**TO DO:**
Find every line in the records below that contains the word "clock", and copy each such line.

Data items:

·····

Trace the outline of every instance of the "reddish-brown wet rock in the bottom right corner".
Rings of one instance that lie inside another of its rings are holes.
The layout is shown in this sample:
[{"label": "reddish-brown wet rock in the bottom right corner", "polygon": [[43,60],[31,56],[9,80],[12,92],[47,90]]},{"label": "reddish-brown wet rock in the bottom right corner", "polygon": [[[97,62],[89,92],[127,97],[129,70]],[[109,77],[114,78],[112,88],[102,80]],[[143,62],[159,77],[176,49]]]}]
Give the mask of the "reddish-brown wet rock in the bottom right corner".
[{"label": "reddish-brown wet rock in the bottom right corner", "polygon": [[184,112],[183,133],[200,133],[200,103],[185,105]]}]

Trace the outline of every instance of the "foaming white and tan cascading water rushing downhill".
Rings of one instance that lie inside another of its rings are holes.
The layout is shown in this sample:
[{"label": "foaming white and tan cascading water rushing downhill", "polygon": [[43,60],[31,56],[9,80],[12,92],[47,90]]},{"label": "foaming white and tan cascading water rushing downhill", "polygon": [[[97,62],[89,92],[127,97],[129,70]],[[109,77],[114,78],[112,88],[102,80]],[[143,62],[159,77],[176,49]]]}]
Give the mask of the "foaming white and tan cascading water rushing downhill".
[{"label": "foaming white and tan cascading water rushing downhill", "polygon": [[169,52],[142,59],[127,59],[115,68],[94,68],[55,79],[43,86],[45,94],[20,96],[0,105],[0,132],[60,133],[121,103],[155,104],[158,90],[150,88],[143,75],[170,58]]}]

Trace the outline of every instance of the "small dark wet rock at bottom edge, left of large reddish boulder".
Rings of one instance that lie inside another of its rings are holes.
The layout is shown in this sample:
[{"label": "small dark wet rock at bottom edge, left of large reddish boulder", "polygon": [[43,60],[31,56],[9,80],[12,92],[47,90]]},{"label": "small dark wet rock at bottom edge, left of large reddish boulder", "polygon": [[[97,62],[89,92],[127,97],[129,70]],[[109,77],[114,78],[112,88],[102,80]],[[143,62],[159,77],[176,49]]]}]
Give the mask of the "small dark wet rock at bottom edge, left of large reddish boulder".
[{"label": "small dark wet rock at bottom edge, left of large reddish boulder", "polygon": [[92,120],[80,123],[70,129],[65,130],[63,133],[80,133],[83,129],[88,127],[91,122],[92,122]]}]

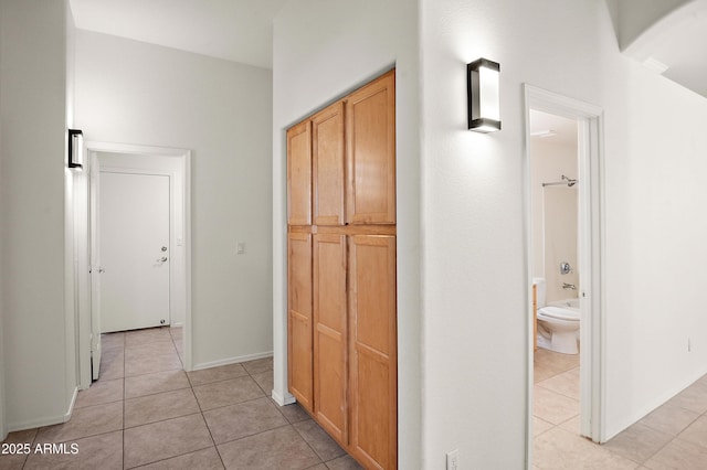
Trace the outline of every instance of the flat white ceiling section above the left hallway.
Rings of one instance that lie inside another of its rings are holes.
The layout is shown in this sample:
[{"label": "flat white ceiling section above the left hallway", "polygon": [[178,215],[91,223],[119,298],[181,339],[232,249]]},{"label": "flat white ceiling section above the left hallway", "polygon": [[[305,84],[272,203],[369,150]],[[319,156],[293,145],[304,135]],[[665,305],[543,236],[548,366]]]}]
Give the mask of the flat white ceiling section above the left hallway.
[{"label": "flat white ceiling section above the left hallway", "polygon": [[70,0],[76,28],[260,67],[287,0]]}]

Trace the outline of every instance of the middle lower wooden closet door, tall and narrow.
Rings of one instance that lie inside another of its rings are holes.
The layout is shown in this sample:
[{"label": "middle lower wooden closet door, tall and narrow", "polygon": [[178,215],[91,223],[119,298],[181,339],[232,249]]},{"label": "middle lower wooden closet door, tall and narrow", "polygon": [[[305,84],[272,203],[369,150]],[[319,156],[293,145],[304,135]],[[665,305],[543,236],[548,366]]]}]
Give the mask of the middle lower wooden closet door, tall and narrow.
[{"label": "middle lower wooden closet door, tall and narrow", "polygon": [[345,444],[348,438],[345,235],[315,235],[314,292],[315,418]]}]

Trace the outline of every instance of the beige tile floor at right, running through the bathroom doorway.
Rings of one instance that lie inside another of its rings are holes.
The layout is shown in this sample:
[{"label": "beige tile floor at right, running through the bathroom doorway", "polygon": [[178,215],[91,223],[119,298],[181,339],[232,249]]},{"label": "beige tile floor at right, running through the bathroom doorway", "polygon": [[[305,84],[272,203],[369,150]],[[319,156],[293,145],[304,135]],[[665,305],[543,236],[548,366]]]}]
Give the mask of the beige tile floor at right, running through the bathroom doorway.
[{"label": "beige tile floor at right, running through the bathroom doorway", "polygon": [[579,355],[535,354],[534,469],[707,469],[707,375],[601,446],[579,431]]}]

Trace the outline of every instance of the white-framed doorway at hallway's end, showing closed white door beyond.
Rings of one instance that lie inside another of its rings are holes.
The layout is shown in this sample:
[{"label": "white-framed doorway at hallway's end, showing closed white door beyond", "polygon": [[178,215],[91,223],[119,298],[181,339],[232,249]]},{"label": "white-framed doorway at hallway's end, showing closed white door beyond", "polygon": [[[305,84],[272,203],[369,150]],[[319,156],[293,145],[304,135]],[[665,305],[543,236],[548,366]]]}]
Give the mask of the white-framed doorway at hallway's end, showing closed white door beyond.
[{"label": "white-framed doorway at hallway's end, showing closed white door beyond", "polygon": [[[91,314],[80,330],[91,341],[81,344],[82,364],[89,364],[95,381],[102,364],[112,365],[117,343],[165,340],[173,351],[162,348],[149,361],[135,361],[133,372],[189,371],[190,152],[99,142],[87,142],[86,152]],[[128,359],[125,374],[133,366]]]}]

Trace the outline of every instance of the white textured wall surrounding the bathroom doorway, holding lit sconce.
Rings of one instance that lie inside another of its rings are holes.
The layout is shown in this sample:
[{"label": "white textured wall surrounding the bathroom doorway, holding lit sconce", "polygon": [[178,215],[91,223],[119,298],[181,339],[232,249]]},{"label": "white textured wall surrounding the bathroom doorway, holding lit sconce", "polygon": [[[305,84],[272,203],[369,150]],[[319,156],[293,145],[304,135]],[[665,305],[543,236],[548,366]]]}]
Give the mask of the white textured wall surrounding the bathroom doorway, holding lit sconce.
[{"label": "white textured wall surrounding the bathroom doorway, holding lit sconce", "polygon": [[[424,467],[458,447],[465,468],[521,468],[523,84],[605,110],[604,437],[707,372],[707,102],[623,57],[603,2],[421,6]],[[465,130],[465,64],[479,56],[502,64],[495,135]]]}]

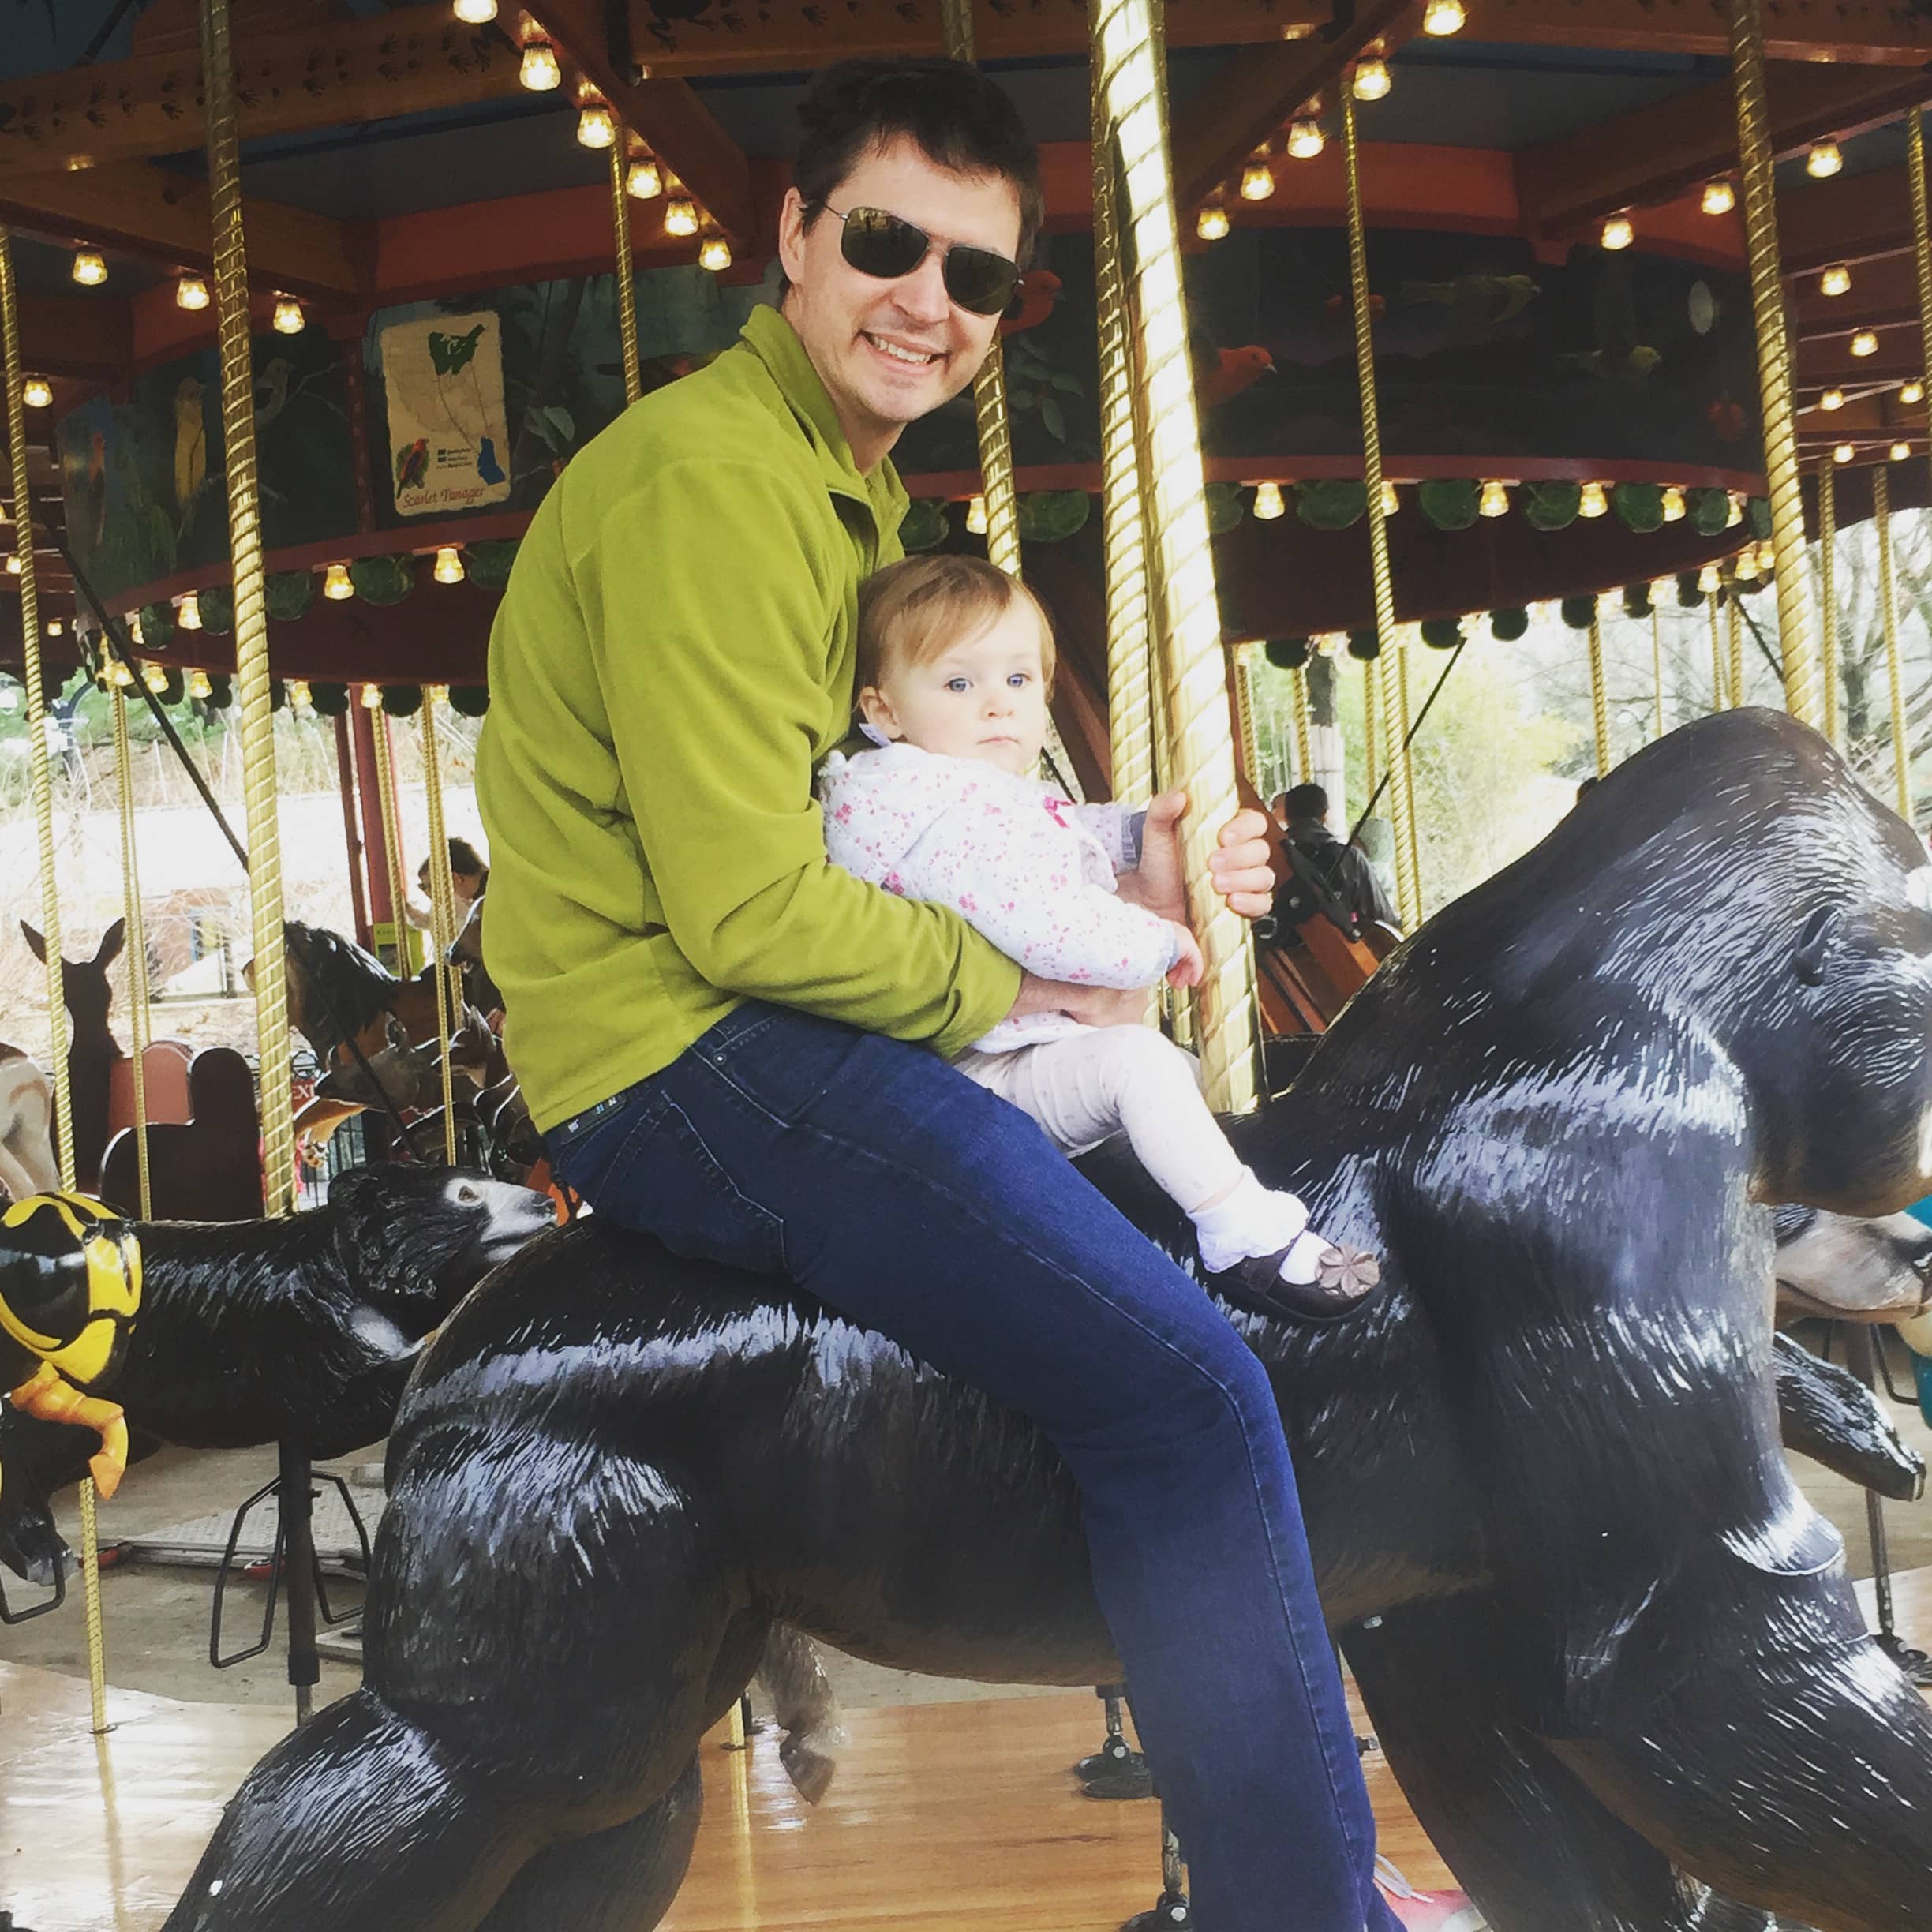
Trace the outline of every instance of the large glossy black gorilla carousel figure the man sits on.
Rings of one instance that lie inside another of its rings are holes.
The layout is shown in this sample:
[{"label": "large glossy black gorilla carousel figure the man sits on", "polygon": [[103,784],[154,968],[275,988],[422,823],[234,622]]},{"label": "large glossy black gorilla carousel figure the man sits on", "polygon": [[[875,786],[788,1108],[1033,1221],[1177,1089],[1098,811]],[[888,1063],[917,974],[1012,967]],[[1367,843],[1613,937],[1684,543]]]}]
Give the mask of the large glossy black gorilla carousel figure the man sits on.
[{"label": "large glossy black gorilla carousel figure the man sits on", "polygon": [[[1766,1206],[1932,1184],[1918,838],[1785,717],[1685,726],[1235,1134],[1383,1256],[1352,1323],[1229,1320],[1376,1729],[1495,1932],[1932,1928],[1932,1714],[1779,1451]],[[1180,1246],[1138,1173],[1092,1171]],[[908,1669],[1117,1675],[1030,1424],[595,1221],[456,1312],[388,1474],[365,1687],[257,1766],[168,1932],[649,1932],[697,1739],[781,1619]]]}]

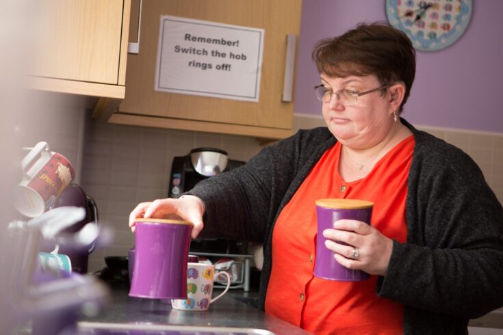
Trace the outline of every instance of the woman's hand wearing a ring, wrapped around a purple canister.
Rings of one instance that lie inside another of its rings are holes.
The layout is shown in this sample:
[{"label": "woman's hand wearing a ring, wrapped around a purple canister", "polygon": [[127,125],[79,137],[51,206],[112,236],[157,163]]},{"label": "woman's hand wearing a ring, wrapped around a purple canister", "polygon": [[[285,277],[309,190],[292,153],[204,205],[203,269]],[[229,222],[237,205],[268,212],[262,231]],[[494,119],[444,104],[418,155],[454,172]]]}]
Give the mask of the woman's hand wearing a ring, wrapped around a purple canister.
[{"label": "woman's hand wearing a ring, wrapped around a purple canister", "polygon": [[[333,229],[323,231],[326,247],[335,252],[335,259],[348,269],[362,270],[371,275],[385,276],[393,250],[393,240],[376,228],[357,220],[343,219],[334,223]],[[336,241],[347,243],[344,245]],[[352,258],[358,248],[358,259]]]}]

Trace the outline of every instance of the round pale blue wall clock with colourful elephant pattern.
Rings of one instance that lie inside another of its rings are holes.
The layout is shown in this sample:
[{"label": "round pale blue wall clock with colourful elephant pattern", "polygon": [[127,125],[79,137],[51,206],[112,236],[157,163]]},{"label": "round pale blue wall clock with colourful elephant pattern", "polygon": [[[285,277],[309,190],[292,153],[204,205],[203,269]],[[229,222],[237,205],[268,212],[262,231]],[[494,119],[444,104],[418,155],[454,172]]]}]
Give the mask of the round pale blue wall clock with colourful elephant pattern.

·····

**FINAL ANSWER:**
Trace the outline of every instance of the round pale blue wall clock with colourful elephant pattern.
[{"label": "round pale blue wall clock with colourful elephant pattern", "polygon": [[127,125],[79,137],[51,206],[112,236],[157,163]]},{"label": "round pale blue wall clock with colourful elephant pattern", "polygon": [[[285,277],[309,190],[292,153],[204,205],[203,269]],[[229,222],[237,205],[268,212],[262,231]],[[494,119],[444,104],[418,155],[454,172]]]}]
Give the mask of the round pale blue wall clock with colourful elephant pattern.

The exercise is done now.